-- EXCERPTED DATA follows --
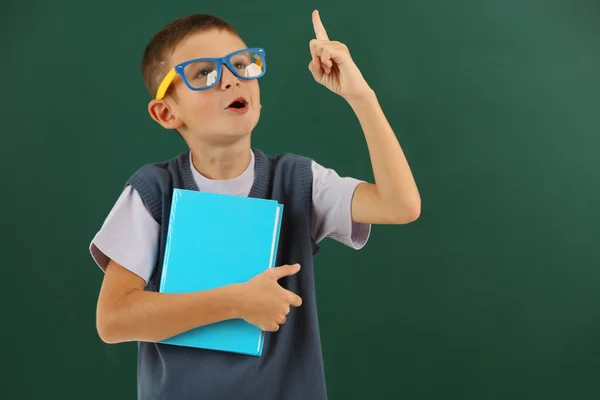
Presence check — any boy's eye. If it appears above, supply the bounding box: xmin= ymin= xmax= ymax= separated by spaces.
xmin=234 ymin=62 xmax=247 ymax=69
xmin=184 ymin=60 xmax=217 ymax=82
xmin=196 ymin=69 xmax=213 ymax=78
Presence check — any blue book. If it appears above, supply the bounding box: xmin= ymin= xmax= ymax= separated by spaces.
xmin=158 ymin=188 xmax=284 ymax=356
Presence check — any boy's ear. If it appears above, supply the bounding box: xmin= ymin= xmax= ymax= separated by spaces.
xmin=148 ymin=99 xmax=184 ymax=130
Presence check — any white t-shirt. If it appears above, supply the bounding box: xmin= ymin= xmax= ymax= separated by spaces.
xmin=89 ymin=150 xmax=371 ymax=283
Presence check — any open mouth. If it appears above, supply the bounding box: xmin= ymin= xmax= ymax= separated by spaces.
xmin=226 ymin=97 xmax=248 ymax=109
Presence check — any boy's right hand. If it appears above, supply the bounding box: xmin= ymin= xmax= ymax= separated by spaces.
xmin=238 ymin=264 xmax=303 ymax=332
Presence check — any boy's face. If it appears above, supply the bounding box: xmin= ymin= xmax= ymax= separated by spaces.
xmin=151 ymin=29 xmax=261 ymax=144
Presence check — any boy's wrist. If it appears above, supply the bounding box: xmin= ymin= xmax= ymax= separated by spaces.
xmin=227 ymin=283 xmax=248 ymax=320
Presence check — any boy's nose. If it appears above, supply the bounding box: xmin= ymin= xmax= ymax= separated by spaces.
xmin=220 ymin=67 xmax=240 ymax=90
-- EXCERPTED DATA concluded --
Starting at the line that contains "Presence check — any boy's right", copy each line exactly through the end of the listing above. Include that first line and the last one, and add nothing.

● SOLVED PROBLEM:
Presence check — any boy's right hand. If it appears above, supply the bounding box: xmin= ymin= xmax= ymax= separated by spaces.
xmin=238 ymin=264 xmax=303 ymax=332
Presence check — any boy's face. If it appears above, supply the bounding box: xmin= ymin= xmax= ymax= separated by spaces.
xmin=151 ymin=29 xmax=261 ymax=144
Presence check — any boy's wrist. If it appears above, supply the bounding box: xmin= ymin= xmax= ymax= separated by spaces.
xmin=227 ymin=283 xmax=248 ymax=320
Presence check — any boy's nose. If it appears above, supply the bounding box: xmin= ymin= xmax= ymax= separated by spaces.
xmin=220 ymin=67 xmax=240 ymax=90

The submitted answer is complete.